- **Tekstfragment**
************
De heer Van Grembergen stuurde een rondzendbrief naar de faciliteitengemeenten waarin hij stelde dat de oproepingsbrieven voor de verkiezingen van 18 mei 2003 uitsluitend in het Nederlands mochten worden opgesteld, en dat eventueel een Franse vertaling kon worden aangevraagd. De toenmalige federale minister van Binnenlandse Zaken, de heer Duquesne, zond echter een rondzendbrief naar de gemeenten waarin hij precies de tegenovergestelde regel oplegde, met name dat de oproepingsbrieven in de taal van de betrokkenen moeten worden opgesteld.
Minister Van Grembergen volgde dus de thesis van de `omzendbrief-Peeters', terwijl de heer Duquesne de interpretatie van de taalwetgeving volgens de `omzendbrief-Peeters' negeerde. De vice-premier heeft zich in zijn vroegere hoedanigheid altijd uitgesproken voor de toepassing van de `omzendbrief-Peeters' zolang die niet door de Raad van State zou zijn vernietigd. Uiteindelijk werd echter de omzendbrief-Duquesne in de praktijk gebracht.
Naar aanleiding van de verkiezingen voor de gemeente- en de provincieraden in het jaar 2000 heeft de Bestendige Deputatie van de provincie Vlaams-Brabant de bedragen met betrekking tot het verzenden van de oproepingsbrieven uit de begroting van de gemeente Sint-Genesius-Rode geschrapt omdat die brieven een overtreding van de `rondzendbrief-Peeters' inhielden. Er bestaat dus een precedent.
Kan de minister ons meedelen hoe hij de taalwetgeving in deze interpreteert? Zal de minister en gewezen minister-president van de Vlaamse regering wat betreft de oproepingsbrieven voor de verkiezingen al dan niet de thesis van de `omzendbrief-Peeters' volgen?
De voorzitter. - Mijnheer de minister, het verheugt ons u hier terug te zien.
De heer Patrick Dewael, vice-eerste minister en minister van Binnenlandse Zaken. - Mijnheer de voorzitter, hartelijk dank voor uw welkomstgroet. Ik hoop dat u begrijpt dat ik niet vanop het spreekgestoelte kan antwoorden.
In deze aangelegenheid volg ik de voorschriften die vastgelegd werden in de wetgeving op het gebruik van talen in bestuurszaken. Dat betekent dat de oproepingsbrief in de taal van de betrokkene moet worden opgesteld. Ik verwijs hiervoor eveneens naar het antwoord dat ik op 9 februari jongstleden heb gegeven op de mondelinge vraag van volksvertegenwoordiger Libert.
Ik bevestig hiermee ook de vaste rechtspraak van de Vaste Commissie voor Taaltoezicht. De Raad van State heeft nog geen uitspraak gedaan over de omzendbrief-Peeters. In afwachting daarvan volg ik dan ook het standpunt van de Vaste Commissie voor Taaltoezicht en de wetgeving op het gebruik van talen in bestuurszaken.
************
Gegevens voor puntlokalisatie
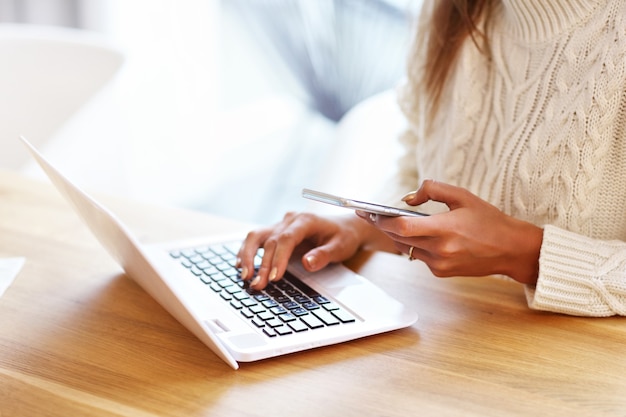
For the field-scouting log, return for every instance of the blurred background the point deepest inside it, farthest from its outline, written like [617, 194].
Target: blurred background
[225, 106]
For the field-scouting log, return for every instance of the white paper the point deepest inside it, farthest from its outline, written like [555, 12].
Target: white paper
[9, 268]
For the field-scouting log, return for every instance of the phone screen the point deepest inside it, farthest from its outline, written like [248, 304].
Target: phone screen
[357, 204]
************
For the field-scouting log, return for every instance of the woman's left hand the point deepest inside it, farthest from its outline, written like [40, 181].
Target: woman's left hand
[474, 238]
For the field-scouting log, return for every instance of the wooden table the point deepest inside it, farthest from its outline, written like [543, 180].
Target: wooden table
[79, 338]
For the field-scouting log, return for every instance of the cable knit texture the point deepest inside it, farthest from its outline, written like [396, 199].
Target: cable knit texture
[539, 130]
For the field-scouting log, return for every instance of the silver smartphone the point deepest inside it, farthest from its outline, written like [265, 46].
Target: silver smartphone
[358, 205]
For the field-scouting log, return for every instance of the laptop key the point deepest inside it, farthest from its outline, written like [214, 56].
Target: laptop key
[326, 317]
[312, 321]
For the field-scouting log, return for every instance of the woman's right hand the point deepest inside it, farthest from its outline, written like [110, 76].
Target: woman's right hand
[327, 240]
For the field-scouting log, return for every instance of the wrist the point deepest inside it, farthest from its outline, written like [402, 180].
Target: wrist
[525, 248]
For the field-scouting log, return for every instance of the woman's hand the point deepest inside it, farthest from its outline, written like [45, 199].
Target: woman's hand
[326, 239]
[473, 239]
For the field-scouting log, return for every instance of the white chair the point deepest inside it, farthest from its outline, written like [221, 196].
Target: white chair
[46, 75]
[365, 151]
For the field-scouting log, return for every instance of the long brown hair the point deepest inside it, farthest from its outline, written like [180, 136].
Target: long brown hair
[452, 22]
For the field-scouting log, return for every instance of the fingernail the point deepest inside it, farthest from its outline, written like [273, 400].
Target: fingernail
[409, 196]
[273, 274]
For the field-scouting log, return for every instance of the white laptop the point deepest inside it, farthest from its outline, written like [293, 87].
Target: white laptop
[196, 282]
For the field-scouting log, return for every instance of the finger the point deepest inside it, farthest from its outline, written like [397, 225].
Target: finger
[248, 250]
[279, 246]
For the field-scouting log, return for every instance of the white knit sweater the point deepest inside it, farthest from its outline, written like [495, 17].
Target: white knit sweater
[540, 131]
************
- **Opdracht 1**
Schrijf uit het tekstfragment over de oproepingsbrieven woordelijk het deel over dat opent met de woorden met "De voorzitter. - Mijnheer" en sluit met "spreekgestoelte kan antwoorden.".
- **Opdracht 2**
Vul het tekstfragment over de taal van de oproepingsbrieven aan met het vervolg, beginnend na de laatste zin.

- **Jouw antwoord 1**
De voorzitter. - Mijnheer de minister, het verheugt ons u hier terug te zien.
De heer Patrick Dewael, vice-eerste minister en minister van Binnenlandse Zaken. - Mijnheer de voorzitter, hartelijk dank voor uw welkomstgroet. Ik hoop dat u begrijpt dat ik niet vanop het spreekgestoelte kan antwoorden.

- **Jouw antwoord 2**
De heer Joris Van Hauthem (VL. BLOK). - Het antwoord bewijst nogmaals dat de minister even vlug van mandaat en bestuursakkoord verandert als van overhemd.
Vorig jaar was hij nog minister-president van de Vlaamse regering. Die Vlaamse regering had, via minister Van Grembergen, de gemeenten laten weten dat de thesis van de omzendbrief-Peeters zou worden gehandhaafd. Minister Dewael heeft als minister-president van de Vlaamse regering altijd gezegd dat de omzendbrief-Peeters zou worden toegepast behalve wanneer hij eventueel zou worden vernietigd. Hij heeft zonet echter toegegeven dat zulks nog niet is gebeurd. In zijn hoedanigheid van minister-president gaf hij de heer Van Grembergen echter gelijk wanneer die verklaarde dat de oproepingsbrieven in het Nederlands moeten worden verstuurd en dat betrokkenen desgevallend een vertaling kunnen aanvragen. Dat is immers de interpretatie die de Vlaamse regering altijd aan de taalwetgeving heeft gegeven.
Een jaar later komt minister Dewael, die blijkbaar vergeet dat hij ooit minister-president van de Vlaamse regering was, verklaren dat hij het beleid van minister Duquesne zal voortzetten. De oproepingsbrieven zullen in de taal van de betrokkenen worden opgestuurd, dus in het Frans, het Nederlands of in de twee talen.
Dit is het zoveelste bewijs dat de heer Dewael de functie van minister-president van de Vlaamse regering slechts beschouwde als een overgang naar het einddoel dat hij voor ogen had, namelijk lid worden van de federale regering. Zijn eigen Vlaamse regeerakkoord heeft hij allang in de vuilnisbak gegooid.